SEU OBJETIVO - Continue o trecho sobre o Espírito Santo e Nossa Senhora a partir do ponto em que ele termina.

Quanto ao movimento e a perfeição da vida, deve-se dizer que “ninguém é santo sem que o Espírito Santo o santifique. Mas de que modo Ele santifica? Digo que Ele faz aparecer naqueles que santifica cada uma das coisas que foram ditas. Porque àqueles que santifica torna sutis e cheios de desprezo pelas coisas temporais”. Ademais, “as obras do Evangelho e os dons do Espírito Santo são para nós armas contra o mundo, a carne e o demônio, que nos firmam na luz […].”[1] Os dois aspectos estão relacionados, pois “Deus move pela vontade” e esta vontade “certamente é o amor”. Assim, “o que é movido pelo amor se alegra pelo amor da coisa amada e se entristece pelo seu contrário”.

Quanto ao último aspecto, a origem oculta, deve-se dizer que é oculta porque vem de Deus, Pai e Filho, “que habitam na luz inacessível que não foi nem pode ser vista por nenhum homem” (1Tm 6, 16). [2]

De modo bem breve são estas as considerações que Santo Tomás aplica à propriedade do Espírito Santo. Mas de que modo isso pode se aplicar à Nossa Senhora? Ou talvez deva-se perguntar: isso se aplica à Nossa Senhora?

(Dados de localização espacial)
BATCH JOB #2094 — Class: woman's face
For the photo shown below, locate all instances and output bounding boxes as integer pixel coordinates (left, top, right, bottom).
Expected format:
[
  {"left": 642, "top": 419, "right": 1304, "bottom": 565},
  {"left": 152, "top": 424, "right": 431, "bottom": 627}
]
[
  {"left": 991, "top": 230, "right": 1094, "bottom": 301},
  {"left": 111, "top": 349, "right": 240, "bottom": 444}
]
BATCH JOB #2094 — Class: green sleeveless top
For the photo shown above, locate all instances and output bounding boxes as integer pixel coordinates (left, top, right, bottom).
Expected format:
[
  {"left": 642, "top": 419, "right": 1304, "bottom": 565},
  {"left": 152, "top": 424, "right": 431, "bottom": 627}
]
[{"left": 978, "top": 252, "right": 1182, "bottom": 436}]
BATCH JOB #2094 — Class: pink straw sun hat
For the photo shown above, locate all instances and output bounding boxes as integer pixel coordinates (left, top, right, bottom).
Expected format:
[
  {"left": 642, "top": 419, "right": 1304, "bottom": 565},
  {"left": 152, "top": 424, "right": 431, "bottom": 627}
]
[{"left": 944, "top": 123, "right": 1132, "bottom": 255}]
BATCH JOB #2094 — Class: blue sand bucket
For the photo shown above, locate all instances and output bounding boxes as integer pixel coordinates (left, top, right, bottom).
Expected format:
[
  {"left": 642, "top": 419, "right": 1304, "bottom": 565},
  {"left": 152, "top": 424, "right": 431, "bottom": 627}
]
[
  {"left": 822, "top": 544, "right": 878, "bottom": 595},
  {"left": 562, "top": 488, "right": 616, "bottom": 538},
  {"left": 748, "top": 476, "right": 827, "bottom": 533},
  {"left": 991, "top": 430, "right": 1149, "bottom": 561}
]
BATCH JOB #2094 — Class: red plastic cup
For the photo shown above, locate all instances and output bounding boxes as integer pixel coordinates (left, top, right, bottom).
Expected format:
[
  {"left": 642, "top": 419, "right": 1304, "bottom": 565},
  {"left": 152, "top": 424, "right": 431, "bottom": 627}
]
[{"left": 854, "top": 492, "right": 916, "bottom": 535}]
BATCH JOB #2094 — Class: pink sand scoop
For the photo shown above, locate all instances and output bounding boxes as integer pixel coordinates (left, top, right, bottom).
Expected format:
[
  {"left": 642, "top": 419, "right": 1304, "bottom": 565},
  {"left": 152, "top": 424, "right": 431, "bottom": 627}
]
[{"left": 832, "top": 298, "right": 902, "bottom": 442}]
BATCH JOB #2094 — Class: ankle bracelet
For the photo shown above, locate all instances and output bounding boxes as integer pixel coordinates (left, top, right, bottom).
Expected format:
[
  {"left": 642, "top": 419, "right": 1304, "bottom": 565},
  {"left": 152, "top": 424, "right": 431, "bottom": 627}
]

ESPAÇO DE RESPOSTA -
Respondendo primeiro a última questão: sim. Isto se aplica à Nossa Senhora. Quanto ao modo, deve-se dizer que “depois que este Amor substancial do Pai e do Filho desposou Maria para produzir Jesus Cristo, o chefe dos eleitos, e Jesus Cristo nos eleitos, Ele jamais a repudiou, porque ela sempre foi fiel e fecunda. É por isto que ela é a indissolúvel esposa do Espírito Santo.”[3] Desse modo, há entre o Espírito Santo e Nossa Senhora um Amor de preferência – pois ele a preferiu -, uma união forte e indissolúvel, e direitos recíprocos, pois o que convém a Deus pela natureza, convém à Nossa Senhora pela graça.[4]

Dito isto, convém dizer que “a caridade dá vida à alma […] Deus habita em nós pela caridade. […] ‘Se alguém me ama, guardará a minha palavra e meu Pai o amará e a ele viremos e nele faremos morada’ (Jo 14, 23). Mas quem não faz a vontade de Deus não ama perfeitamente a Deus, pois ‘é próprio dos amigos a identidade do querer e do não-querer’”. Ora, quem mais do que Nossa Senhora fez a vontade de Deus. Quem ousaria dizer “ecce ancilla Dómini” tal como ela disse? Ela, mais do que ninguém, guardou em seu coração a palavra de Deus (Sl 118, 11), não só pelos mandamentos, mas substancialmente. Portanto, se apropriadamente se diz do Espírito Santo que em “razão do amor [possui] a sutileza da substância”, também à Nossa Senhora deve-se dizer que em razão do amor ela possui a sutileza de sua substância.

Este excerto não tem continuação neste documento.